Entries:
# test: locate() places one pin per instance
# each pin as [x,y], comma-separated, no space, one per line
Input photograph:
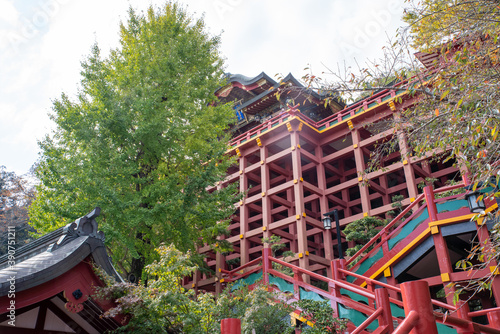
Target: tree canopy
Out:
[456,114]
[144,140]
[16,194]
[460,110]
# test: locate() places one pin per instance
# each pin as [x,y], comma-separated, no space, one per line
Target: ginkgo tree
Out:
[144,139]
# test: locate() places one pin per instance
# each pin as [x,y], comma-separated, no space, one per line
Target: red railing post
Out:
[230,326]
[463,313]
[494,319]
[266,264]
[297,277]
[416,297]
[382,300]
[431,204]
[336,265]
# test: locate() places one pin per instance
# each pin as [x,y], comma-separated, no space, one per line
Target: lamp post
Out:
[475,202]
[476,205]
[327,224]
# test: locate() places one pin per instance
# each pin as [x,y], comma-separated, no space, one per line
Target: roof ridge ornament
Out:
[81,227]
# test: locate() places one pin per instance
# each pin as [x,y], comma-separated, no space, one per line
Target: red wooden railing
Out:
[377,294]
[394,227]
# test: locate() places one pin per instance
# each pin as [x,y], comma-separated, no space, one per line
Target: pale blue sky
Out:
[42,43]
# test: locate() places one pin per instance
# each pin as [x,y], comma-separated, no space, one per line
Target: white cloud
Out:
[8,13]
[278,36]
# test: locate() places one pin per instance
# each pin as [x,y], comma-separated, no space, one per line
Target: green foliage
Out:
[321,314]
[143,140]
[16,194]
[397,204]
[458,113]
[164,306]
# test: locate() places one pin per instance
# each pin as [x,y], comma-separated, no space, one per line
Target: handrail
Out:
[384,230]
[396,289]
[368,321]
[246,265]
[407,325]
[372,313]
[483,312]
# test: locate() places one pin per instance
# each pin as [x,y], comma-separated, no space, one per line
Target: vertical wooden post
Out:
[324,207]
[411,185]
[416,297]
[230,326]
[484,239]
[442,253]
[431,204]
[494,319]
[265,185]
[266,264]
[299,201]
[360,167]
[382,300]
[244,251]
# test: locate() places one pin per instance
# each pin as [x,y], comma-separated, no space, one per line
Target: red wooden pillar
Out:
[484,239]
[265,185]
[230,326]
[266,264]
[324,207]
[411,184]
[443,256]
[244,251]
[299,201]
[360,167]
[416,298]
[382,300]
[337,276]
[494,319]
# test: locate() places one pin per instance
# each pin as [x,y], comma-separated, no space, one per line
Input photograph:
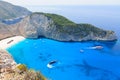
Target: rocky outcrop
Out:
[9,70]
[8,11]
[55,27]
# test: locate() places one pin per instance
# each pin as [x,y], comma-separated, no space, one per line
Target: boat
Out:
[51,64]
[97,47]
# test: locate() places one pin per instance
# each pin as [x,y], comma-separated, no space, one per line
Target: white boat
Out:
[51,63]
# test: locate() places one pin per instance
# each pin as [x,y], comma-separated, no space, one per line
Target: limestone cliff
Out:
[8,11]
[56,27]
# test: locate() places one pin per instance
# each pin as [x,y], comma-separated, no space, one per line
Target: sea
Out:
[74,60]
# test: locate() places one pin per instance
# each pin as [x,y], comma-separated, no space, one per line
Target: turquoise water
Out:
[73,64]
[75,60]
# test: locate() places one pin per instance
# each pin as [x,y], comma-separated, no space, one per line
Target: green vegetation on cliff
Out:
[58,19]
[8,11]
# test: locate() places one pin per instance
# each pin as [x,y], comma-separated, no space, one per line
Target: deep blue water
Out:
[75,60]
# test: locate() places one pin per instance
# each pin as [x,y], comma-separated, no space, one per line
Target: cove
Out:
[75,60]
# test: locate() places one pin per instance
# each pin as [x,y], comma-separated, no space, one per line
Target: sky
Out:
[64,2]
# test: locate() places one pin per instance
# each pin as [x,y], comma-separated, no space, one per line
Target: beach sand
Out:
[8,42]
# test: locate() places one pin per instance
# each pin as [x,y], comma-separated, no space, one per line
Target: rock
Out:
[8,11]
[55,27]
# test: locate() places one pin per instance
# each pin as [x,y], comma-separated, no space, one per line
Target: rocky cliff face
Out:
[8,11]
[56,27]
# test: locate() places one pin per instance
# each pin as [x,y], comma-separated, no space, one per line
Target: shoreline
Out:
[8,42]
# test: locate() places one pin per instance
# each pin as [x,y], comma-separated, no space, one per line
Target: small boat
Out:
[81,50]
[97,47]
[9,41]
[51,63]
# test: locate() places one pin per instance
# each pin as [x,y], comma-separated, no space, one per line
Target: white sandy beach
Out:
[8,42]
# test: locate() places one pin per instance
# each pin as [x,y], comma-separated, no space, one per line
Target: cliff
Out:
[55,27]
[9,70]
[8,11]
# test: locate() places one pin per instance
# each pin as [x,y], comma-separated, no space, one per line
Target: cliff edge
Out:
[58,28]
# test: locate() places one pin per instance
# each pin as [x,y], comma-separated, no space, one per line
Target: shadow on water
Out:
[96,73]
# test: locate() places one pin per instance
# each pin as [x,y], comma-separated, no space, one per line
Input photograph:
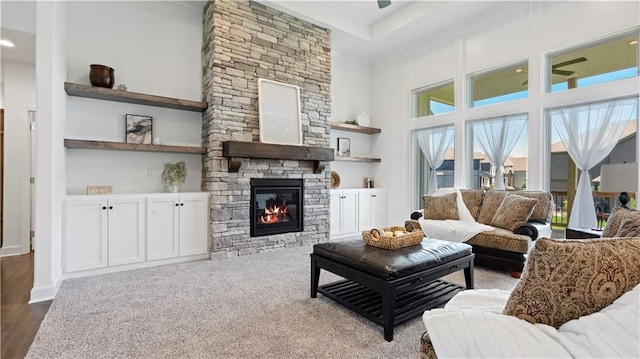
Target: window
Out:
[433,100]
[506,84]
[612,60]
[499,140]
[586,139]
[436,158]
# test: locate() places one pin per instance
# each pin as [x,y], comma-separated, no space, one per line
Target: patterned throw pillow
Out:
[568,279]
[618,215]
[513,211]
[629,228]
[490,203]
[441,207]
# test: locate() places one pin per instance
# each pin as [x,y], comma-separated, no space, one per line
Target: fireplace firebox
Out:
[276,206]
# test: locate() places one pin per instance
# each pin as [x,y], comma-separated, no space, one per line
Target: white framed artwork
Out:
[279,113]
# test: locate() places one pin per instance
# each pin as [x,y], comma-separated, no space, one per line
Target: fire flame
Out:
[274,215]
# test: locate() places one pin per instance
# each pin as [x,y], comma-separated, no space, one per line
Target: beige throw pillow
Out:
[629,228]
[490,203]
[568,279]
[440,207]
[618,215]
[513,212]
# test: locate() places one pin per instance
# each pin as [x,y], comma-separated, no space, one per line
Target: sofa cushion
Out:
[541,212]
[618,215]
[502,239]
[440,207]
[513,211]
[629,228]
[473,200]
[490,203]
[586,276]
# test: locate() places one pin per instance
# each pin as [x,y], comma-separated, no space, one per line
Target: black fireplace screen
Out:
[276,206]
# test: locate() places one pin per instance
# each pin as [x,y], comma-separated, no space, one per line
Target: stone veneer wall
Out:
[244,41]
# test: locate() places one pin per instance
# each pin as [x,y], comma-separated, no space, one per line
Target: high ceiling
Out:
[361,29]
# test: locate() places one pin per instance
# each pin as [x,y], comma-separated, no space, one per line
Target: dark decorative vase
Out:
[101,76]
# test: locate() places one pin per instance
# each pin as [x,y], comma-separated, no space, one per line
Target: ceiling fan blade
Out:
[577,60]
[383,3]
[562,72]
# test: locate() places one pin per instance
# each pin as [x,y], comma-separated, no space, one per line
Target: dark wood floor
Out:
[20,321]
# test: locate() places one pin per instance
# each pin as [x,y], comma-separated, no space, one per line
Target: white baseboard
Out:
[45,292]
[7,251]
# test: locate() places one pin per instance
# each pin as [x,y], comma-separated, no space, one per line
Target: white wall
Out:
[155,48]
[20,97]
[507,34]
[350,95]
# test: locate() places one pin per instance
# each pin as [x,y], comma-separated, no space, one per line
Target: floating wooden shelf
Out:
[357,159]
[102,93]
[354,128]
[238,149]
[103,145]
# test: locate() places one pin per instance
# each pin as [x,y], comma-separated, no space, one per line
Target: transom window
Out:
[505,84]
[612,60]
[433,100]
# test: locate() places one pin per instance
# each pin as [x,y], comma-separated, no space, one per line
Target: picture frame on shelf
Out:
[279,113]
[139,129]
[344,147]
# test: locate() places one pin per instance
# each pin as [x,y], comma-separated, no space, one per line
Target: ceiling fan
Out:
[383,3]
[556,71]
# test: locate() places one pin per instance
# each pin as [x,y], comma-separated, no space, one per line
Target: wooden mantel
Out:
[238,149]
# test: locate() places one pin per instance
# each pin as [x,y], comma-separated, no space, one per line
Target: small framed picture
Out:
[344,147]
[139,129]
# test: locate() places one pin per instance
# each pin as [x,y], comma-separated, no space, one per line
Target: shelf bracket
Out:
[234,164]
[318,167]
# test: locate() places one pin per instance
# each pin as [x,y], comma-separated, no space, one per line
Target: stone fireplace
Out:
[242,42]
[276,206]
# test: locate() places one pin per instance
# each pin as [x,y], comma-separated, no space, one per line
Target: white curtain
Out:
[434,143]
[497,137]
[590,132]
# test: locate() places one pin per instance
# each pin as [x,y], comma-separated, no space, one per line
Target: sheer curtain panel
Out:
[590,132]
[497,137]
[434,143]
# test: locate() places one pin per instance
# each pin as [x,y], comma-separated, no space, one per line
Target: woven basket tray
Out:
[386,242]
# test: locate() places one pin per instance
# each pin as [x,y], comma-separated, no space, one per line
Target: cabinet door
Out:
[336,213]
[193,226]
[349,206]
[126,231]
[365,221]
[85,234]
[162,227]
[378,209]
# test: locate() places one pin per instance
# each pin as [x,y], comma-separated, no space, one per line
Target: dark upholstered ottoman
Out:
[390,287]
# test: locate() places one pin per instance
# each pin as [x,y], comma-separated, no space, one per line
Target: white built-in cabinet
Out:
[176,226]
[344,212]
[131,231]
[356,210]
[371,209]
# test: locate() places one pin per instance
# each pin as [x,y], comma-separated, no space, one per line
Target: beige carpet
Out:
[246,307]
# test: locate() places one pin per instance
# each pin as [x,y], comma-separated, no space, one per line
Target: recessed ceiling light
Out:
[6,43]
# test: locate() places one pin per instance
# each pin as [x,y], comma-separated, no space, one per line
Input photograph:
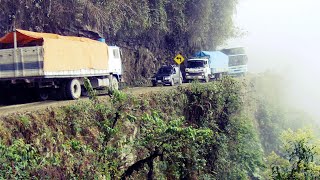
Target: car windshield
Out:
[195,64]
[165,70]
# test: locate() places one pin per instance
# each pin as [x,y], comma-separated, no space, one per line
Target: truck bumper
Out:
[163,82]
[195,77]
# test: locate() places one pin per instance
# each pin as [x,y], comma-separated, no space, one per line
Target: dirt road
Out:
[34,106]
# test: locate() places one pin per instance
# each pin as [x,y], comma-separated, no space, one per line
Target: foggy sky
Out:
[284,36]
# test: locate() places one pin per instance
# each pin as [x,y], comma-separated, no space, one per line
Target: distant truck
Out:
[49,64]
[237,61]
[206,65]
[167,75]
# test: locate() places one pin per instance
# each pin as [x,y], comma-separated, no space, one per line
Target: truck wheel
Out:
[180,81]
[115,83]
[206,79]
[73,89]
[43,96]
[172,82]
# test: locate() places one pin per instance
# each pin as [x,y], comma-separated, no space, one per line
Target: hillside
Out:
[150,32]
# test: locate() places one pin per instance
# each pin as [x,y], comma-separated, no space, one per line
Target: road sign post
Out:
[179,59]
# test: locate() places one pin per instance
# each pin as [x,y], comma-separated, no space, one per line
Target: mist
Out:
[283,36]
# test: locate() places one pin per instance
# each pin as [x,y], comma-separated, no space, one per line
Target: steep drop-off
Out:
[150,32]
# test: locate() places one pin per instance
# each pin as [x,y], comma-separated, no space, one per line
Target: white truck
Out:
[49,64]
[206,65]
[238,60]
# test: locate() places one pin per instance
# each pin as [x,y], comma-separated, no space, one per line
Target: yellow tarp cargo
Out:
[74,55]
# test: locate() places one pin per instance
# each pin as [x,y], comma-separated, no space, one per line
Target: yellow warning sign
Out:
[179,59]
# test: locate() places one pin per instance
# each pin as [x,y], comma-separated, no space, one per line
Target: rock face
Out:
[150,32]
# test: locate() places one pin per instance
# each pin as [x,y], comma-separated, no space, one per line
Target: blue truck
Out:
[206,65]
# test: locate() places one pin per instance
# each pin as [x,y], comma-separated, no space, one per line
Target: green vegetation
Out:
[299,157]
[197,131]
[219,130]
[150,33]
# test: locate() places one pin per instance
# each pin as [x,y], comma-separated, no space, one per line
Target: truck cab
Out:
[198,68]
[167,75]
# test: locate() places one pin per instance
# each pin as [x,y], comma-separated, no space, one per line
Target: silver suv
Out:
[167,75]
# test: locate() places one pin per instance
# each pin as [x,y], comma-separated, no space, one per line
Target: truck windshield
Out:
[165,70]
[237,60]
[195,64]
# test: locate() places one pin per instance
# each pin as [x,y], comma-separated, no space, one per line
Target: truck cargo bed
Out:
[26,62]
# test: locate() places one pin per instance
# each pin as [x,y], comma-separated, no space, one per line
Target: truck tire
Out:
[172,82]
[73,89]
[115,83]
[43,95]
[207,79]
[180,80]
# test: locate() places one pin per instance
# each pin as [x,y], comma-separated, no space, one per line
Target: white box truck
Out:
[46,63]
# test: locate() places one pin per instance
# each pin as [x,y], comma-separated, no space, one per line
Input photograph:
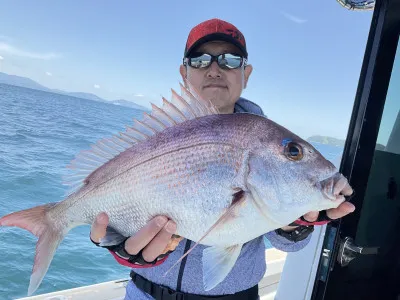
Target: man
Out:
[215,63]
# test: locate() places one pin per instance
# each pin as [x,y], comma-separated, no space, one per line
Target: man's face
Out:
[223,87]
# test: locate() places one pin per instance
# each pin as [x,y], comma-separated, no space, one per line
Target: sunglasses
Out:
[224,61]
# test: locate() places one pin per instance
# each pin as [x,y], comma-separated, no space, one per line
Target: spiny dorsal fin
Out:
[187,106]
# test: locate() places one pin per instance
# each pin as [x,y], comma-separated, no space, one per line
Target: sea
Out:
[40,133]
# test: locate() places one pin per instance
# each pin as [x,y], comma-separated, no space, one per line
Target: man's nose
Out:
[214,70]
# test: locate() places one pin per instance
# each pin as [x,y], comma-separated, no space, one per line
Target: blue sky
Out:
[306,56]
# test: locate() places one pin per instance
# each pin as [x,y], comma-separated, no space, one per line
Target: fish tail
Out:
[36,221]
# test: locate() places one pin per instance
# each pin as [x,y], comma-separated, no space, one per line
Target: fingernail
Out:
[171,227]
[160,221]
[102,218]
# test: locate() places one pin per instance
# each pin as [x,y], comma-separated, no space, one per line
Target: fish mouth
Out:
[215,85]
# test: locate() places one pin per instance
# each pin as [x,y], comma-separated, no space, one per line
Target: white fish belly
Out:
[192,186]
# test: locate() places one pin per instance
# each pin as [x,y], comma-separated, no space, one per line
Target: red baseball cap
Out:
[215,29]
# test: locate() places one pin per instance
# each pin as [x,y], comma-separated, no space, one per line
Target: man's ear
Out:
[183,71]
[247,72]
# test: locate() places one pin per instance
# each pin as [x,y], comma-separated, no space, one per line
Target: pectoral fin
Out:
[217,263]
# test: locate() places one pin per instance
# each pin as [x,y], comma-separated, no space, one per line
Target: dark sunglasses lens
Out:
[230,61]
[200,61]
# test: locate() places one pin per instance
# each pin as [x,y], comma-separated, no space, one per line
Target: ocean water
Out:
[40,133]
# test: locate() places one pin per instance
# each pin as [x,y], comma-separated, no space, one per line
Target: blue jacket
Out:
[247,272]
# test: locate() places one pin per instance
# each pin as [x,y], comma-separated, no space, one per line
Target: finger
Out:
[99,227]
[138,241]
[342,210]
[311,216]
[157,246]
[347,190]
[173,243]
[342,186]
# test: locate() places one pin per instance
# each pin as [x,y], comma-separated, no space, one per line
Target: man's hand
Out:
[155,238]
[342,210]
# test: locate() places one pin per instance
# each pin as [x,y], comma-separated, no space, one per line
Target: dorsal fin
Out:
[187,106]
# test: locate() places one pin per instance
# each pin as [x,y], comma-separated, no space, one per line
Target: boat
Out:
[357,257]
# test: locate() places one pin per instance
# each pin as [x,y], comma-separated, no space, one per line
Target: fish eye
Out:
[294,151]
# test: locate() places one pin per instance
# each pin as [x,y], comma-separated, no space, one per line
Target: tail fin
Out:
[37,222]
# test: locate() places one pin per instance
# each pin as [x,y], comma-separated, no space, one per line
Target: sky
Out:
[306,57]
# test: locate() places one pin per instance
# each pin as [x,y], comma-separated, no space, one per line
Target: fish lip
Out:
[213,85]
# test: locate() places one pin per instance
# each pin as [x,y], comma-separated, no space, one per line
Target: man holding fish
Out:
[215,64]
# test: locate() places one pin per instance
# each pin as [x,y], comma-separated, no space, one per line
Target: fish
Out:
[225,179]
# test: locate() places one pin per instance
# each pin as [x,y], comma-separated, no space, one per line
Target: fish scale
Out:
[225,179]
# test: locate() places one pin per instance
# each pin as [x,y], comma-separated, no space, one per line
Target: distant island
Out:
[326,140]
[31,84]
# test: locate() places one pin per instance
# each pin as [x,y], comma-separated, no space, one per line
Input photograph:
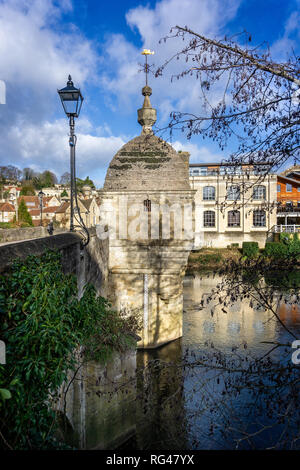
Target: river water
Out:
[153,400]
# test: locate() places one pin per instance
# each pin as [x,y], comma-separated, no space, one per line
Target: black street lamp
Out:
[71,99]
[41,195]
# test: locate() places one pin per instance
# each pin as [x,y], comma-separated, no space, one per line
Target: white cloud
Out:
[283,47]
[198,154]
[47,146]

Required work:
Extract every line of the listing above that contains the string "boat", copying each one in full.

Full response:
Target: boat
Target: white boat
Target: small boat
Target: boat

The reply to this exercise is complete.